> What is asked
• a. Condense the paragraph of the thread on the escaping guard dog that begins "We have an 11 month old female great pry", either as shorter prose or as a list, while keeping its main facts.
• b. From the thread, output the stretch from "We have an 11" through "they get bored." word for word.

> Selection
= = =

# LGD Great Pry escaping problem



## JessaLynn (Aug 30, 2009)

We have an 11 month old female great pry who will not stop escaping.She is pushing on our chain link fence and getting underneath it.We have tied her up now because of fear she will get hit by a car.Anyway to stop this behavior?? Our last resort is to find her a new home. I feel she just doesn't have enough to keep her occupied.We only have 7 goats and we do have another LGD with her, 2 yr old Australian Shepherd.No problems with him.I really don't want to sell her


----------



## KW Farms (Jun 21, 2008)

Hot wire along the bottom? Only thing I can think of. But get her some dog chew toys where you can put the peanut butter in them that is hard to get to...keeps them pretty occupied when they get bored.


----------



## toth boer goats (Jul 20, 2008)

I agree with...Kylee... that is what I'd do.... :thumb:


----------



## JessaLynn (Aug 30, 2009)

I will try peanut butter thing for sure! I guess we are gonna do the electric fence and I'm prayen she stays put.Ugh! It breaks my heart haven her tied.She's not much of a guard dog as far as people go.She's to friendly but she does keep coyotes and other critters away.We just love her,such a sweet dog


----------



## toth boer goats (Jul 20, 2008)

= = =

Saved entries:
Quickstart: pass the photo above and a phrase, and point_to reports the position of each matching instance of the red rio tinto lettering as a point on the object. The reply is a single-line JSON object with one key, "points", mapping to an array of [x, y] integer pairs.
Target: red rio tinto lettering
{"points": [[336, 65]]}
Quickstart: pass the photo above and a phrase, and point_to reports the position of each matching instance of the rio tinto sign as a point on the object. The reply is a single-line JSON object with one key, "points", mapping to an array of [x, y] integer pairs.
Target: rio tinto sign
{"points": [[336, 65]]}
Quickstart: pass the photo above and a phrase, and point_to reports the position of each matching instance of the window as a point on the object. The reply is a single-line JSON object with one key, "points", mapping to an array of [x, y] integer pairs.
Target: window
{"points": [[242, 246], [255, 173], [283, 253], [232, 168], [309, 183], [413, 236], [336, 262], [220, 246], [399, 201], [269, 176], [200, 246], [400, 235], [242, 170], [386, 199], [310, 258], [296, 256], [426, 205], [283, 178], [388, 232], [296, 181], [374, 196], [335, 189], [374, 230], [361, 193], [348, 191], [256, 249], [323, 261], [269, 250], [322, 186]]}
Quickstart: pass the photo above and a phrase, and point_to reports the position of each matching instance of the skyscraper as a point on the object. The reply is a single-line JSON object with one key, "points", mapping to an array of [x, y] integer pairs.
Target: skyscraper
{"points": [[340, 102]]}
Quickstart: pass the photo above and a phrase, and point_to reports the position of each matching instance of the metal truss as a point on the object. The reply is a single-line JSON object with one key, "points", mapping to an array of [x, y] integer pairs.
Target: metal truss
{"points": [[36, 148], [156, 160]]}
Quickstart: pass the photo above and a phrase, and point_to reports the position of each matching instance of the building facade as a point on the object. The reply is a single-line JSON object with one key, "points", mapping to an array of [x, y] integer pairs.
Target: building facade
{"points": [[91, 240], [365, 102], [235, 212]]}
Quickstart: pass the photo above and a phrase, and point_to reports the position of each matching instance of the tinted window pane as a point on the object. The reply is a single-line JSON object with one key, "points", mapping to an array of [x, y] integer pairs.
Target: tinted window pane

= = =

> List of solutions
• a.
- An 11-month-old female Great Pry keeps escaping by pushing on the chain link fence and getting under it.
- She is now tied up for fear she will be hit by a car.
- The owners want a way to stop the behavior. Finding her a new home is a last resort, and the poster does not want to sell her.
- The poster thinks she lacks enough to keep her occupied, since there are only 7 goats.
- Another LGD, a 2-year-old Australian Shepherd, lives with her and causes no problems.

• b.
We have an 11 month old female great pry who will not stop escaping.She is pushing on our chain link fence and getting underneath it.We have tied her up now because of fear she will get hit by a car.Anyway to stop this behavior?? Our last resort is to find her a new home. I feel she just doesn't have enough to keep her occupied.We only have 7 goats and we do have another LGD with her, 2 yr old Australian Shepherd.No problems with him.I really don't want to sell her


----------



## KW Farms (Jun 21, 2008)

Hot wire along the bottom? Only thing I can think of. But get her some dog chew toys where you can put the peanut butter in them that is hard to get to...keeps them pretty occupied when they get bored.